## Exercise tasks
1. Decide whether each statement agrees with the passage on dynamic range, answering yes or no and quoting the words from the passage that settle it. (a) The RAW format saves all of the captured image data from the sensor. (b) Modern sensors have a dynamic range of 16 bits. (c) In the combined HDR photo, the underexposed image supplies the details in the shadows.
2. According to the passage on dynamic range, what is the technique of bracketing several shots and combining them usually called?

The first step to increase the dynamic range is to set the camera to capture RAW files. The Raw format saves all of the captured image data from the sensor and this comes with the benefit of increased dynamic range. This RAW file can later be converted to a JPEG file using a RAW converter (a program that can read these files) and you can decide to brighten the dark fur and darken the sky in that RAW converter.

The second problem you have to overcome is the inherit limitation to dynamic range of the sensor itself in the camera. Modern sensors have a dynamic range of 12-bit to 14-bit and that symply won't let you take a photograph of a very dynamic scene (both very bright and very dark) without loosing information in the shadows/highlights.

You can increase the information available by bracketing several shots and combining them for a greater dynamic range. This technique is usually referred to as HDR and involves taking multiple photographs at different exposures (both under, balanced and overexposed) and later combining them into a single photo. In this combined photo the overexposed image will provide information about the details in the shadows and the underexposed image the details in the highlights.

## Data listing
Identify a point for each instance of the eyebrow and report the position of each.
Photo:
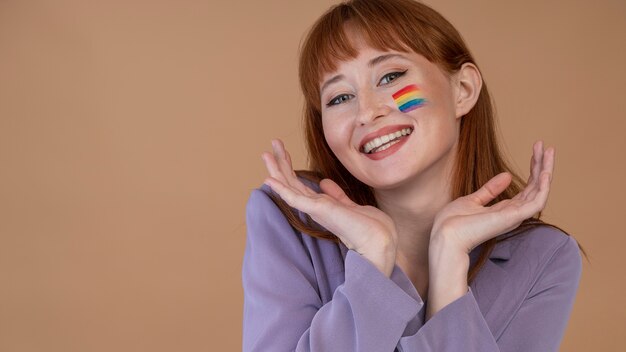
(373, 62)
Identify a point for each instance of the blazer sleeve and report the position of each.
(370, 312)
(538, 325)
(282, 307)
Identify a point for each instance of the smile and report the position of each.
(381, 143)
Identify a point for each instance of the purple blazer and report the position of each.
(306, 294)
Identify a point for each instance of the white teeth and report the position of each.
(388, 140)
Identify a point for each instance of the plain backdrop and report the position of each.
(131, 134)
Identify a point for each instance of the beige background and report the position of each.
(131, 134)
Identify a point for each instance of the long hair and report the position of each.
(400, 25)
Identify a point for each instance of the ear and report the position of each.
(467, 85)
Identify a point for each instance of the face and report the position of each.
(390, 117)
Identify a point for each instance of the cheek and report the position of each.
(336, 133)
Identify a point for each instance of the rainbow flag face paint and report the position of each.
(409, 98)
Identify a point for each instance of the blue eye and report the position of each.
(340, 99)
(391, 76)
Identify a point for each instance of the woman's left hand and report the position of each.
(467, 222)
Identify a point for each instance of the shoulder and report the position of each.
(540, 243)
(542, 251)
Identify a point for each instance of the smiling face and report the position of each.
(368, 125)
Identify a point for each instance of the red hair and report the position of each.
(400, 25)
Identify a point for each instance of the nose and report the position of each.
(371, 106)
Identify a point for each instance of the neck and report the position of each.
(413, 207)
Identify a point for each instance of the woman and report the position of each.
(410, 232)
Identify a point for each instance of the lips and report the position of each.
(383, 136)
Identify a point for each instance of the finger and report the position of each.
(284, 164)
(331, 188)
(272, 167)
(536, 161)
(547, 167)
(492, 188)
(294, 198)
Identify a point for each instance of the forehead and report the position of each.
(368, 57)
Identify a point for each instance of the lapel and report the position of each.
(493, 288)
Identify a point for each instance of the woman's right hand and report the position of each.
(364, 229)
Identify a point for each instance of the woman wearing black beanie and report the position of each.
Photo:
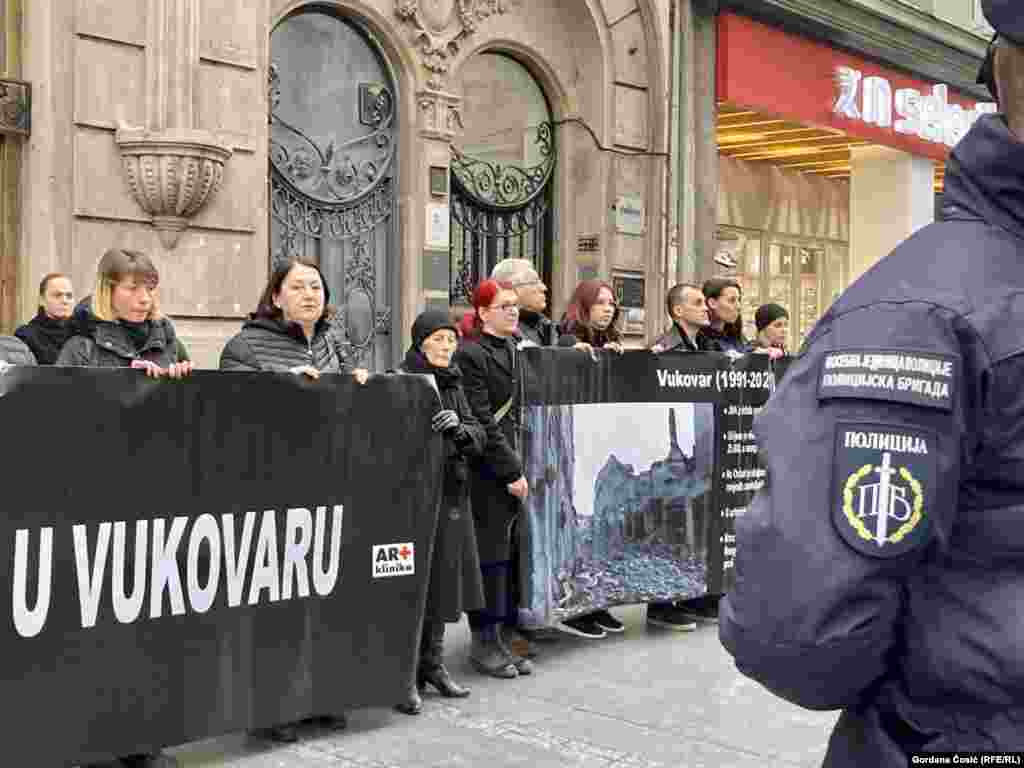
(455, 583)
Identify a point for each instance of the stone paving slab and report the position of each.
(647, 698)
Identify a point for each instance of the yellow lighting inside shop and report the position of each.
(754, 136)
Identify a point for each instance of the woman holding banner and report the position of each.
(455, 584)
(288, 331)
(288, 334)
(592, 318)
(487, 360)
(122, 327)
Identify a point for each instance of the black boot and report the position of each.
(487, 656)
(432, 664)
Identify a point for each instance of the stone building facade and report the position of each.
(161, 124)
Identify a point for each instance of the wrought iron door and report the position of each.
(333, 173)
(500, 211)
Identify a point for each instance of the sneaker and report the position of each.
(583, 627)
(607, 622)
(700, 609)
(668, 616)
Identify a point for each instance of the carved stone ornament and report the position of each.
(172, 174)
(439, 115)
(440, 26)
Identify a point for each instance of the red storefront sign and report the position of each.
(764, 69)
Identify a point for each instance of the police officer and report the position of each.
(881, 568)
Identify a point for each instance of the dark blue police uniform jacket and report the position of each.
(881, 569)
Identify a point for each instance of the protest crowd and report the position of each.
(473, 360)
(877, 567)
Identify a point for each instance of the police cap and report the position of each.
(1006, 17)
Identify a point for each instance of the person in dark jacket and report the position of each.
(535, 327)
(13, 351)
(592, 318)
(687, 308)
(46, 333)
(288, 333)
(123, 327)
(455, 585)
(880, 569)
(772, 322)
(726, 327)
(487, 361)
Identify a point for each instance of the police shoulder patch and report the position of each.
(884, 486)
(909, 376)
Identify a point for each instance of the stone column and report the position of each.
(10, 163)
(172, 168)
(892, 196)
(695, 163)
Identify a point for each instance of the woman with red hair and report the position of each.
(487, 360)
(592, 317)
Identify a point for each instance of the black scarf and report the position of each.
(138, 333)
(45, 337)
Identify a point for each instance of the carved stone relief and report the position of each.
(440, 26)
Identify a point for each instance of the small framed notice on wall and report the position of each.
(630, 291)
(630, 214)
(438, 226)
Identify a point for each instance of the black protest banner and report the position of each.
(638, 465)
(189, 558)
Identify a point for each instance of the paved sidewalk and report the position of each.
(648, 698)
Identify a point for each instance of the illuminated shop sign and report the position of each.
(906, 111)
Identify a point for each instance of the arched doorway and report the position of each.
(502, 173)
(334, 136)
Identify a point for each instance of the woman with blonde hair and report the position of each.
(123, 327)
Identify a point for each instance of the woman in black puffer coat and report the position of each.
(288, 331)
(456, 584)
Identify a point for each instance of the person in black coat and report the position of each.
(455, 584)
(288, 333)
(46, 333)
(487, 360)
(122, 327)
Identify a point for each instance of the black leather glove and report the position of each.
(461, 437)
(444, 420)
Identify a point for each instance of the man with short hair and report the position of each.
(687, 307)
(534, 326)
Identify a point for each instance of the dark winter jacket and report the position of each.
(13, 351)
(45, 337)
(455, 572)
(678, 341)
(881, 568)
(267, 344)
(537, 329)
(99, 343)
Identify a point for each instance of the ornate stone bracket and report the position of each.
(172, 174)
(440, 115)
(440, 26)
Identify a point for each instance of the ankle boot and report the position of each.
(522, 666)
(413, 704)
(486, 654)
(432, 664)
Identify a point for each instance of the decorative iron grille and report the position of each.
(500, 211)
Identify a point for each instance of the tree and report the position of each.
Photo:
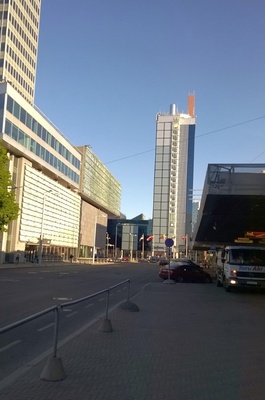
(9, 209)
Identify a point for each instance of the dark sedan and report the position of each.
(184, 272)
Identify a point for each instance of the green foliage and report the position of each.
(9, 209)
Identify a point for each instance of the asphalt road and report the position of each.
(28, 290)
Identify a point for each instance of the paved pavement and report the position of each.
(187, 342)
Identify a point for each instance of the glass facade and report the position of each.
(20, 136)
(48, 209)
(98, 183)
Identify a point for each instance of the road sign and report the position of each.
(169, 242)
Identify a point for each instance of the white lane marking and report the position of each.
(70, 315)
(45, 327)
(89, 305)
(10, 345)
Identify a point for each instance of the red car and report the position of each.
(185, 272)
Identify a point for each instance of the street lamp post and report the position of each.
(131, 245)
(95, 236)
(115, 250)
(42, 222)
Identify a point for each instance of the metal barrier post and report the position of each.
(106, 326)
(53, 369)
(56, 326)
(128, 305)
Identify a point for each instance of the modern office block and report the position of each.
(107, 195)
(64, 193)
(19, 22)
(173, 178)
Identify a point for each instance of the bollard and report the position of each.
(53, 369)
(105, 325)
(128, 305)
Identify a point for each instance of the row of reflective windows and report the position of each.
(19, 80)
(24, 18)
(21, 137)
(15, 109)
(19, 45)
(20, 63)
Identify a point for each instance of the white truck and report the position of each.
(240, 266)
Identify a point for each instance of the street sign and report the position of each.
(169, 242)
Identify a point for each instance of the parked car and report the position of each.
(180, 271)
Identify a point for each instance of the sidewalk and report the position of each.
(174, 348)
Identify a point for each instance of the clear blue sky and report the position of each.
(105, 68)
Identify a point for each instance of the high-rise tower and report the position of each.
(173, 178)
(19, 33)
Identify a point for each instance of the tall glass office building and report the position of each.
(64, 193)
(173, 178)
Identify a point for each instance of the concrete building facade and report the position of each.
(173, 178)
(19, 33)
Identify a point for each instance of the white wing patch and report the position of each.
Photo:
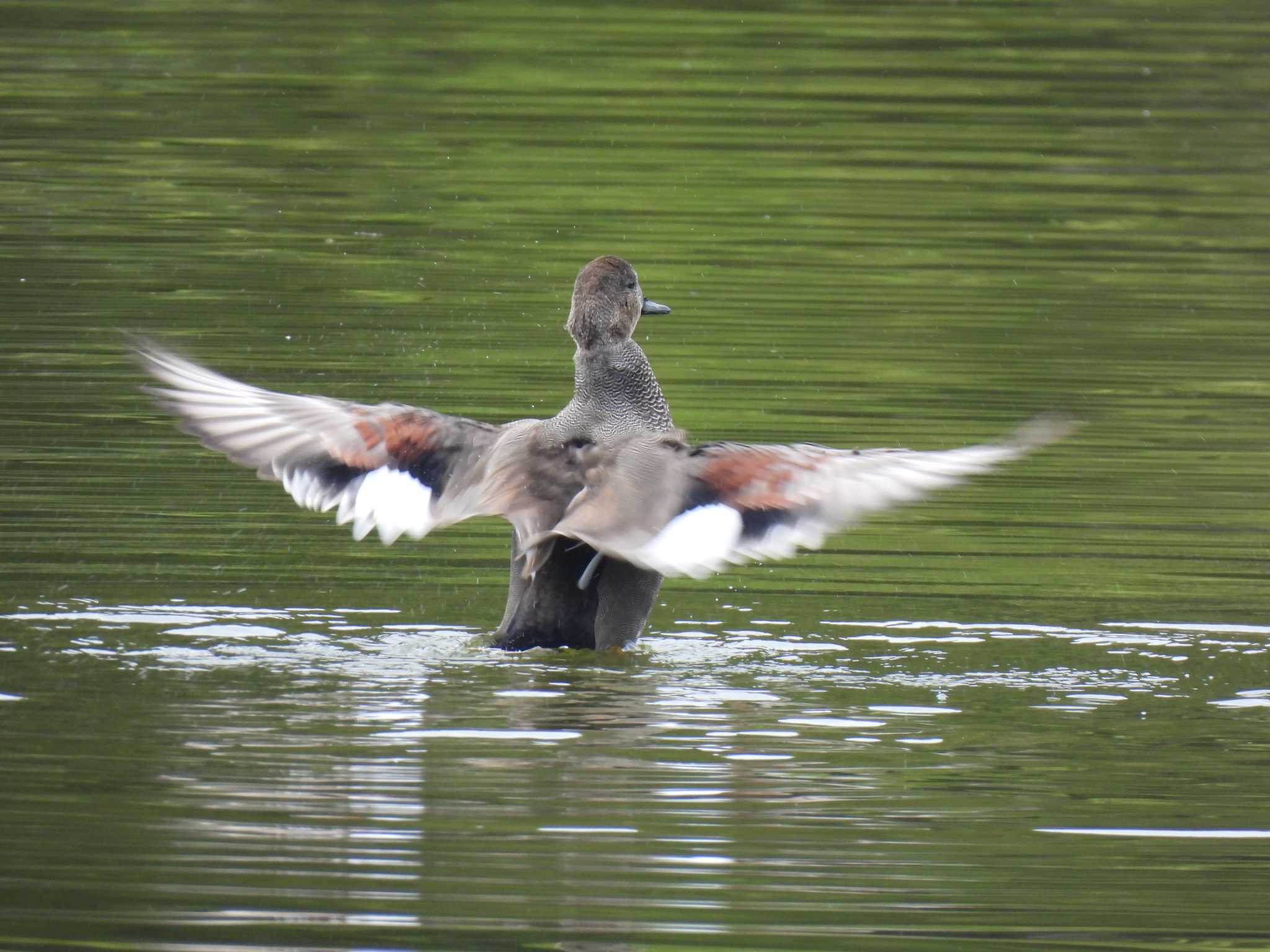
(391, 501)
(698, 542)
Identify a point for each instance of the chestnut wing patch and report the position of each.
(395, 469)
(729, 503)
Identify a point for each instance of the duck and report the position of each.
(605, 499)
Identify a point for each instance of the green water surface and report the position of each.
(1030, 714)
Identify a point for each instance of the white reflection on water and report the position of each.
(352, 643)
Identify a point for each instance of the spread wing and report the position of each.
(690, 511)
(397, 469)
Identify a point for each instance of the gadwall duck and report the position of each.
(605, 498)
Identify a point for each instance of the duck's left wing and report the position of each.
(397, 469)
(690, 511)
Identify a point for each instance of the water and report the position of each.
(1030, 714)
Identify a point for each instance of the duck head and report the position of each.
(607, 302)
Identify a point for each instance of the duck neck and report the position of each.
(616, 381)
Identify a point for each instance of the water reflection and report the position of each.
(308, 770)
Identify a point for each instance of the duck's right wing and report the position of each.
(397, 469)
(678, 509)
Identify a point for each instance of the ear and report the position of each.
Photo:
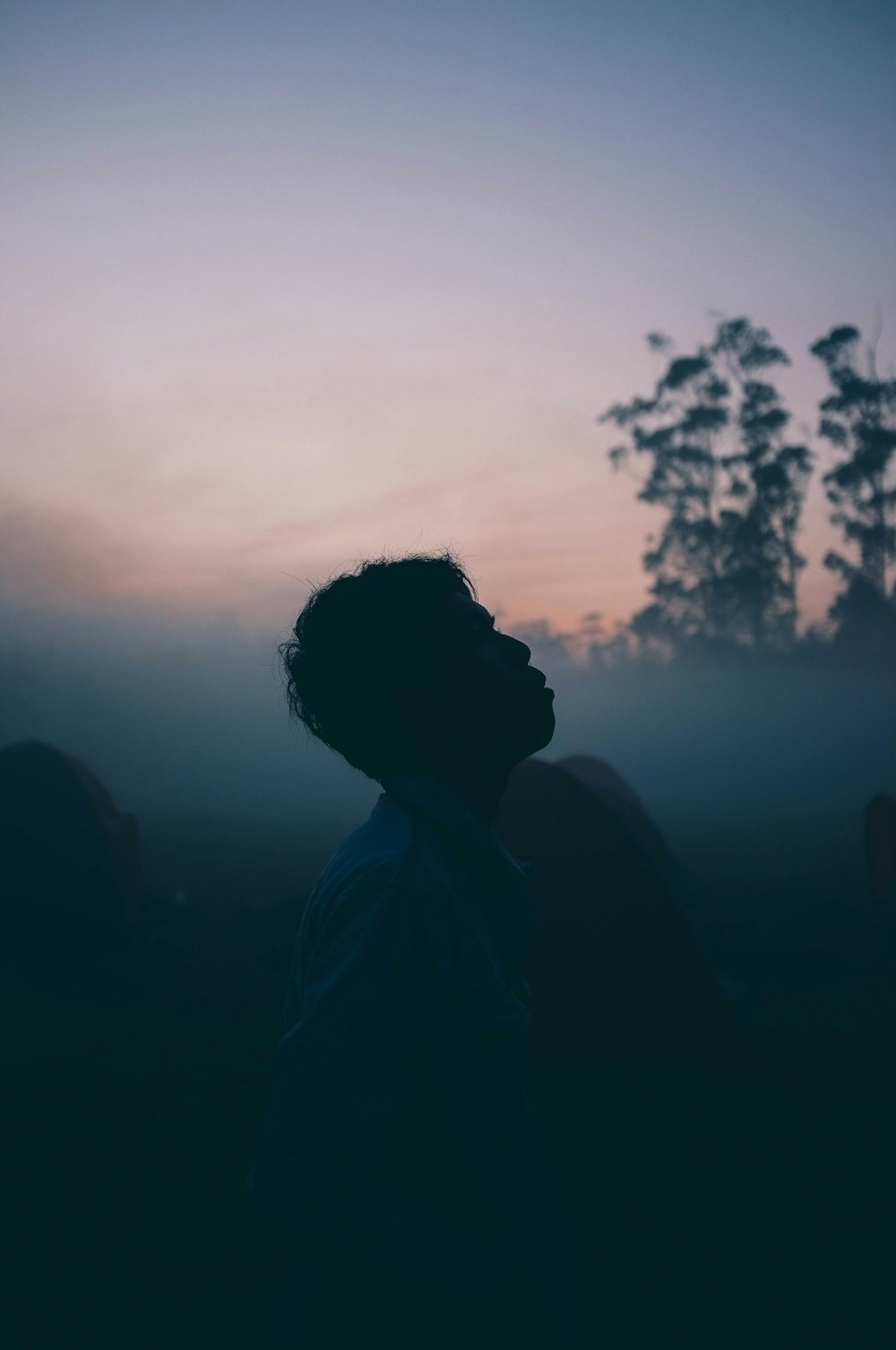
(420, 705)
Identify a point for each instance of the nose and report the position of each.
(519, 651)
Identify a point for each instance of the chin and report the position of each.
(541, 735)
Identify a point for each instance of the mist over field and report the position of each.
(756, 773)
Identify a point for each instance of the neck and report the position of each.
(478, 786)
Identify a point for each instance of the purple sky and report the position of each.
(289, 284)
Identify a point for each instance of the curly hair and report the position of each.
(358, 635)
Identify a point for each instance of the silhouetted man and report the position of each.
(400, 1153)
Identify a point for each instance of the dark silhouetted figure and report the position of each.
(71, 1035)
(71, 870)
(616, 971)
(400, 1155)
(879, 837)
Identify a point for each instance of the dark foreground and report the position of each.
(707, 1207)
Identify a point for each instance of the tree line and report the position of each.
(732, 482)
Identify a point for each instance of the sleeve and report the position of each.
(373, 990)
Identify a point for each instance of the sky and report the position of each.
(292, 284)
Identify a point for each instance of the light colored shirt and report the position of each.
(401, 1115)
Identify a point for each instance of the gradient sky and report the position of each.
(289, 284)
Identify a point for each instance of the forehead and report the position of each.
(461, 611)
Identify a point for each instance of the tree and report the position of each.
(726, 562)
(858, 419)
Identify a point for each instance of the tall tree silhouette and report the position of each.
(726, 562)
(858, 419)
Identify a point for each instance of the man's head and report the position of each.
(397, 666)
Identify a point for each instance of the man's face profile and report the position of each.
(491, 704)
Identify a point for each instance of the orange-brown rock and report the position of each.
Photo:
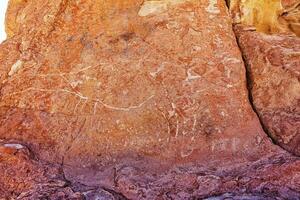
(273, 62)
(133, 99)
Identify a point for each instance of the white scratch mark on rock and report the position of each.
(15, 67)
(15, 146)
(190, 75)
(157, 7)
(161, 68)
(212, 7)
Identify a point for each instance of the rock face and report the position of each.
(141, 100)
(273, 63)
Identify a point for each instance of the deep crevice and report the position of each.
(249, 84)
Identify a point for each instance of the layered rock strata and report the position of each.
(133, 100)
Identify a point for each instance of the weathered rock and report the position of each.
(274, 69)
(135, 99)
(273, 63)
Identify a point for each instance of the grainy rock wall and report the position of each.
(147, 100)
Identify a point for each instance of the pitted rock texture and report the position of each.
(268, 16)
(133, 100)
(273, 62)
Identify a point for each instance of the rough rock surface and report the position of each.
(132, 100)
(273, 64)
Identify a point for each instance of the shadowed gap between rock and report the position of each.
(249, 85)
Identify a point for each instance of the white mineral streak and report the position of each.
(156, 7)
(15, 146)
(15, 67)
(212, 7)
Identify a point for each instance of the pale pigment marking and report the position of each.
(86, 99)
(177, 128)
(190, 76)
(161, 68)
(157, 7)
(15, 67)
(128, 108)
(186, 153)
(15, 146)
(212, 7)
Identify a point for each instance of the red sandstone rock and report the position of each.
(274, 69)
(134, 99)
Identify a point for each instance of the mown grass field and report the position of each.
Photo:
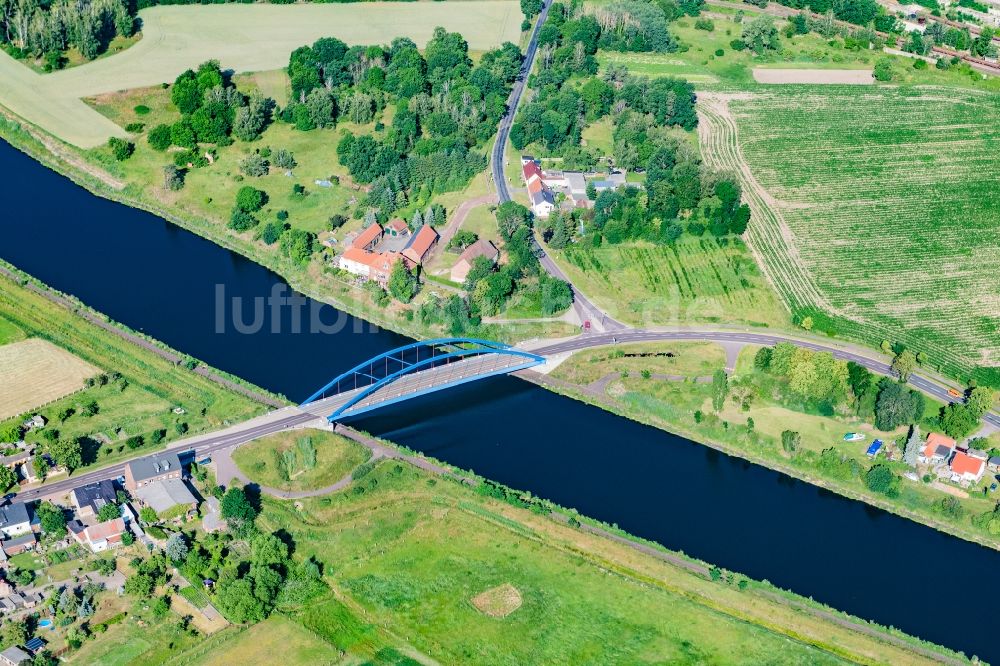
(36, 372)
(698, 280)
(891, 207)
(407, 554)
(336, 456)
(154, 386)
(244, 38)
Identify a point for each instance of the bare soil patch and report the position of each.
(498, 601)
(803, 76)
(36, 372)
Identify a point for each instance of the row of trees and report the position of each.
(37, 27)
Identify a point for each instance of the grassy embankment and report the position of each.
(822, 220)
(283, 460)
(671, 405)
(142, 403)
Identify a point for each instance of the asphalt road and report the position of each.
(584, 307)
(600, 339)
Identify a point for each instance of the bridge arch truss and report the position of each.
(413, 370)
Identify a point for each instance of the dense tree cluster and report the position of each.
(442, 106)
(37, 27)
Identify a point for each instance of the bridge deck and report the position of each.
(418, 383)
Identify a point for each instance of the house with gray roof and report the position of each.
(158, 467)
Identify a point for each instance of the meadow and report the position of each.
(410, 558)
(884, 211)
(695, 281)
(280, 460)
(140, 404)
(244, 38)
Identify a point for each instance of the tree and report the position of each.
(883, 70)
(402, 283)
(177, 547)
(720, 389)
(255, 165)
(894, 406)
(159, 137)
(68, 452)
(250, 199)
(761, 35)
(236, 508)
(109, 511)
(7, 477)
(237, 600)
(881, 479)
(790, 441)
(904, 364)
(51, 518)
(173, 178)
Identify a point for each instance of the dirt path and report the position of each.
(770, 239)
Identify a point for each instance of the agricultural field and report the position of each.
(882, 213)
(244, 38)
(470, 580)
(137, 404)
(36, 372)
(696, 281)
(300, 459)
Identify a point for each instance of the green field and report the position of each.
(154, 386)
(244, 38)
(698, 280)
(262, 460)
(9, 333)
(407, 555)
(883, 209)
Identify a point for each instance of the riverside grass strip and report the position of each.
(882, 212)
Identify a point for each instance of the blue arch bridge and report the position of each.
(414, 370)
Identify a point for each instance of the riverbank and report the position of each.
(644, 411)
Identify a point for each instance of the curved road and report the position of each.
(586, 310)
(920, 383)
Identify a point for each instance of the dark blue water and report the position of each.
(162, 280)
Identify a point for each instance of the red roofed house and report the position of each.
(366, 239)
(397, 227)
(420, 244)
(967, 469)
(481, 248)
(101, 536)
(937, 449)
(368, 265)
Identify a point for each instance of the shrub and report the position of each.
(121, 148)
(250, 199)
(159, 137)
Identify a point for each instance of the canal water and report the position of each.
(160, 279)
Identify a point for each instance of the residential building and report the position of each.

## Solved problems
1.
(a) Yes: "The Raw format saves all of the captured image data from the sensor"
(b) No: "Modern sensors have a dynamic range of 12-bit to 14-bit"
(c) No: "the overexposed image will provide information about the details in the shadows and the underexposed image the details in the highlights"

2. HDR